• EXTRAIT FOURNI:
%%
Les oignons dans les Côtes du Nord

01 septembre 1965
03m 56s
Réf. 00256

Notice

Résumé :

L'oignon des Côtes du Nord est cultivé à Langueux, Yffiniac et Hillion. Cet oignon, "le jaune paille des vertus", est conditionné dans les coopératives locales. Il est parfois vendu sur le bord des routes, par des petits producteurs.

Date de diffusion :
01 septembre 1965
Source :

Éclairage

Ce document nous rappelle une culture traditionnelle de la "ceinture dorée", zone maraîchère fertile qui longe la côte : celle de l'oignon qui a été immortalisée par Mathurin Méheut (grève d'Yffiniac).

Dans les années 50, ce produit est cultivé dans trois communes de Saint Brieuc - il s'agit alors d'un oignon plat dit "l'oignon jaune paille des vertus" - ainsi que sur la côte du Léon autour de Saint Pol et de Roscoff - il s'agit alors de l'oignon rosé. Actuellement, c'est le souvenir des marchands de Roscoff qui est le plus vivant – les fameux "johnnies" qui traversaient la Manche pour aller vendre leur production en Angleterre. Il faut dire que les producteurs de l'oignon rosé ont obtenu un AOC en 2006 pour ce légume encore cultivé sur plus de 100 ha.
%%
• DONNÉES EXTRAITES:
%%
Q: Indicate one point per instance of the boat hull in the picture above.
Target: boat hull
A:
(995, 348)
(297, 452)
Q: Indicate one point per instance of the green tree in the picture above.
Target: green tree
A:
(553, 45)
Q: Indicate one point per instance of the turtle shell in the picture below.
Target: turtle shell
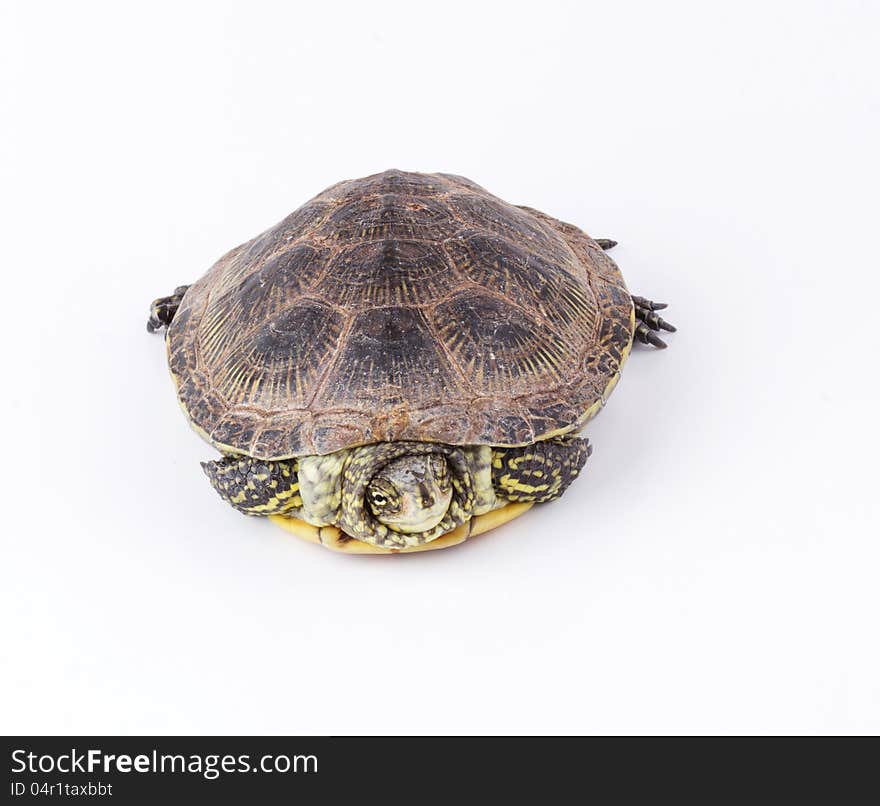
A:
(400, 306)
%%
• ENSEMBLE DE TÂCHES:
A - Mettez en forme de liste JSON de chaînes les lignes du listing, une chaîne par ligne et sans les lignes vides, en partant de la ligne qui contient « Q: Indicate one point per instance of the turtle » jusqu'à la fin du listing incluse. Laissez les images de côté dans la réponse.
B - Reprenez le texte sur les oignons des Côtes du Nord et poursuivez-le à partir de l'endroit où il s'arrête.
Le listing n'a aucun rapport avec le texte sur les oignons des Côtes du Nord.

• RÉSULTATS DE L'EXERCICE:
A -
[
  "Q: Indicate one point per instance of the turtle shell in the picture below.",
  "Target: turtle shell",
  "A:",
  "(400, 306)"
]

B -
Par contre, dans la région de Saint Brieuc, la culture de l'oignon a quasiment disparu. Si dans les années 50, 6 000 tonnes d'oignons étaient cultivées dans le fond de la baie de Saint Brieuc, seulement 5 exploitations maraîchères en cultivaient en 1988 à Yffiniac. Ne pouvant résister à la concurrence, entre autre celle de l'oignon hollandais, elles ont toutes disparu en 2002. La culture de l'échalote très abondante en Bretagne nord et surtout l'élevage porcin ont maintenant supplanté celle de l'oignon.

Ce document offre un rare témoignage sur les circuits commerciaux traditionnels : au début du XXe siècle, les oignons, après avoir été livrés en train, étaient vendus en porte-à-porte à Paris. Rappelons qu'il en allait de même pour le beurre et le cidre qui, tout en étant des produits de consommation courante, participaient à des circuits commerciaux importants. Ces derniers étaient le plus souvent dans les mains de négociants très bien organisés. Dans cet extrait, le témoin interrogé évoque les voyages que faisait son père producteur qui préférait donc éliminer les intermédiaires. Ces voyages, à finalité professionnelle, étaient sans doute assez nombreux ; ils ont contribué à la modernisation des campagnes bretonnes avant la Seconde Guerre mondiale en apportant au village les coutumes et les bruits de la ville.

Filmographie :

- Les "Johnnies" de Roscoff, André de Beaumont, FR3 Rennes, 1946, 12'02.

Martine Cocaud

Transcription

(Silence)
Journaliste
Sur 6 km de route, entre Yffiniac et Saint Brieuc, une centaine de petits marchands d'oignons semblables à ceux que vous venez de voir.
(Silence)
Journaliste
Monsieur Guéno, combien de producteurs en tout dans la région ?
Monsieur Guéno
Environ 300.
Journaliste
300, qui sont groupés sur 3 communes je crois.
Monsieur Guéno
Sur 3 communes, la commune de Langueux dans sa totalité, et la commune d'Yffiniac et d'Hillion en partie.
Journaliste
Et qui produisent au total des tonnes et des tonnes ?
Monsieur Guéno
Qui produisent environ 6.000 tonnes.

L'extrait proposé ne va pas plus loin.